_Instructions to follow_
Change every occurrence of "rough" to "coarse" in the rows below and reproduce them with nothing else altered.

START Source information

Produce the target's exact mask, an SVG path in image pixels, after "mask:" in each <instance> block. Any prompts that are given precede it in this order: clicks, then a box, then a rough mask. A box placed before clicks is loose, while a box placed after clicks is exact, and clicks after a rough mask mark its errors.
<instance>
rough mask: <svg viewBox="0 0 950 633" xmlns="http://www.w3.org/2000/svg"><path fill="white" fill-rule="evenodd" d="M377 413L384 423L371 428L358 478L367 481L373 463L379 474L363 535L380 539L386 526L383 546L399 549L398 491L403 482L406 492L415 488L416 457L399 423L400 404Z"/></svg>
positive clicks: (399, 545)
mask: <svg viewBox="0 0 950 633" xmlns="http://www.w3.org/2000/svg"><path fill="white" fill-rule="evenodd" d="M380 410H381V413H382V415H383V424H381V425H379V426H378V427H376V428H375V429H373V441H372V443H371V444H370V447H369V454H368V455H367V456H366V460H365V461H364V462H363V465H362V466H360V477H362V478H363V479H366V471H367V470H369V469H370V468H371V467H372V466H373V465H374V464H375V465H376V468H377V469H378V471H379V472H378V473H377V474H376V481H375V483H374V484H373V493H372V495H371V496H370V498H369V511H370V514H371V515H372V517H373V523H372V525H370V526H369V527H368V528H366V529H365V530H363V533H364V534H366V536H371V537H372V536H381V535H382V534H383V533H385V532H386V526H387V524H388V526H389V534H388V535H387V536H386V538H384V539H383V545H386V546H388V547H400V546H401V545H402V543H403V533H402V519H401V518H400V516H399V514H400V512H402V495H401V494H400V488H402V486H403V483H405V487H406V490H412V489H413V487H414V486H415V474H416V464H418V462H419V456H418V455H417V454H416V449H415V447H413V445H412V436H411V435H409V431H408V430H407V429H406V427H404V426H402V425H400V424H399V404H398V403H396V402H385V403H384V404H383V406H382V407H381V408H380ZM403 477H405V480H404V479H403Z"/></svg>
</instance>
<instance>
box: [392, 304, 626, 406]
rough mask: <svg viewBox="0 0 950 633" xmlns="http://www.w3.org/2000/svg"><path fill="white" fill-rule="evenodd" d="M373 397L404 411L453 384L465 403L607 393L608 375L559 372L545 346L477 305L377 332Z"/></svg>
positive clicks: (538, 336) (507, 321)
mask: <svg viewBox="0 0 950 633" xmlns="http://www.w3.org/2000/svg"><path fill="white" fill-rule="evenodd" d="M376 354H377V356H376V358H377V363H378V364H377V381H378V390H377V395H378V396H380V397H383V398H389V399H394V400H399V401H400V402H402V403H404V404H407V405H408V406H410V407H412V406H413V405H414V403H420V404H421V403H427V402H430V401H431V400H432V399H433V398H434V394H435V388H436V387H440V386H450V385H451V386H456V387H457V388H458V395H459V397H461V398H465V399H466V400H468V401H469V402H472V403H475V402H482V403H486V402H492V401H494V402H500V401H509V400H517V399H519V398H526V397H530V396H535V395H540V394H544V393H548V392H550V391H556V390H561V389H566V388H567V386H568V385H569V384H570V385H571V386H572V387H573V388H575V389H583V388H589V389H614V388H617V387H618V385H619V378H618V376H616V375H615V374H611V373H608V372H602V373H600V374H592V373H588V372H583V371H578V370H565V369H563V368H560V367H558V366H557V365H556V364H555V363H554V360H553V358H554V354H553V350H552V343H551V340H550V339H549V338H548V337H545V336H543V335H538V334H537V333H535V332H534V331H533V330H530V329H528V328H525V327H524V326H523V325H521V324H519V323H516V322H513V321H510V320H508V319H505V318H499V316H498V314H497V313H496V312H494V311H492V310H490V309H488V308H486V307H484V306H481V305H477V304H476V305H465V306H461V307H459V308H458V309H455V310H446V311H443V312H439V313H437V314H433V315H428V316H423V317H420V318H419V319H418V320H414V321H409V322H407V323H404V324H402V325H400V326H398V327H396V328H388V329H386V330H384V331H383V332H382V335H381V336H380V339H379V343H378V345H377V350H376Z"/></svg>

END Source information

_Result for this exercise_
Produce the target's exact mask, an SVG path in image pixels, after "mask:" in each <instance> block. Any prompts that are given precede it in this order: clicks, then a box, then a coarse mask. A box placed before clicks is loose, while a box placed after clicks is exact, and clicks after a coarse mask mark its errors.
<instance>
coarse mask: <svg viewBox="0 0 950 633" xmlns="http://www.w3.org/2000/svg"><path fill="white" fill-rule="evenodd" d="M377 413L384 423L371 428L358 478L367 481L373 463L379 474L363 535L380 539L386 526L383 546L399 549L398 491L403 482L406 492L415 488L416 457L399 423L400 404Z"/></svg>
positive clicks: (399, 545)
mask: <svg viewBox="0 0 950 633" xmlns="http://www.w3.org/2000/svg"><path fill="white" fill-rule="evenodd" d="M380 410H381V413H382V415H383V424H381V425H379V426H378V427H376V428H375V429H373V441H372V443H371V444H370V447H369V454H368V455H367V456H366V460H365V461H364V462H363V465H362V466H360V477H362V478H363V479H366V471H367V470H369V469H370V468H371V467H372V466H373V465H374V464H375V465H376V468H377V469H378V471H379V472H378V473H377V474H376V481H375V483H374V484H373V493H372V495H371V496H370V498H369V511H370V514H371V515H372V517H373V523H372V525H370V526H369V527H368V528H366V529H365V530H363V533H364V534H366V536H371V537H372V536H381V535H382V534H383V533H385V532H386V526H387V524H388V526H389V534H388V535H387V536H386V538H384V539H383V545H386V546H388V547H400V546H401V545H402V543H403V533H402V519H401V518H400V516H399V514H400V512H402V495H401V494H400V488H402V486H403V483H405V487H406V490H412V489H413V487H414V486H415V474H416V464H418V462H419V456H418V455H417V454H416V449H415V447H413V445H412V436H411V435H409V431H408V430H407V429H406V427H404V426H402V425H400V424H399V404H398V403H396V402H385V403H384V404H383V406H382V407H381V408H380ZM403 477H405V480H404V479H403Z"/></svg>
</instance>
<instance>
box: [392, 304, 626, 406]
coarse mask: <svg viewBox="0 0 950 633" xmlns="http://www.w3.org/2000/svg"><path fill="white" fill-rule="evenodd" d="M373 397L404 411L453 384L465 403L607 393L608 375L559 372L545 346L477 305L377 332Z"/></svg>
positive clicks: (538, 336) (507, 321)
mask: <svg viewBox="0 0 950 633" xmlns="http://www.w3.org/2000/svg"><path fill="white" fill-rule="evenodd" d="M376 354H377V356H376V358H377V363H378V364H377V381H378V390H377V395H378V396H380V397H383V398H389V399H394V400H399V401H400V402H402V403H404V404H407V405H408V406H410V407H412V406H413V405H414V403H420V404H421V403H427V402H430V401H431V400H432V399H433V398H434V394H435V388H436V387H440V386H450V385H451V386H456V387H457V388H458V395H459V397H461V398H465V399H466V400H468V401H469V402H472V403H475V402H482V403H486V402H492V401H494V402H500V401H509V400H517V399H519V398H526V397H530V396H535V395H540V394H544V393H548V392H550V391H556V390H561V389H566V388H567V386H568V385H569V384H570V385H571V386H572V387H573V388H575V389H583V388H589V389H614V388H617V387H618V385H619V378H618V376H616V375H615V374H611V373H608V372H602V373H600V374H592V373H588V372H583V371H578V370H565V369H563V368H560V367H558V366H557V365H556V364H555V363H554V360H553V358H554V354H553V350H552V343H551V340H550V339H549V338H548V337H545V336H543V335H538V334H537V333H535V332H534V331H533V330H530V329H528V328H525V327H524V326H523V325H521V324H519V323H516V322H513V321H510V320H508V319H505V318H499V316H498V314H497V313H496V312H494V311H492V310H490V309H488V308H486V307H484V306H481V305H477V304H476V305H465V306H461V307H459V308H458V309H455V310H446V311H443V312H439V313H437V314H433V315H428V316H423V317H420V318H419V319H418V320H414V321H409V322H407V323H404V324H402V325H400V326H398V327H396V328H388V329H386V330H384V331H383V332H382V335H381V336H380V339H379V343H378V345H377V350H376Z"/></svg>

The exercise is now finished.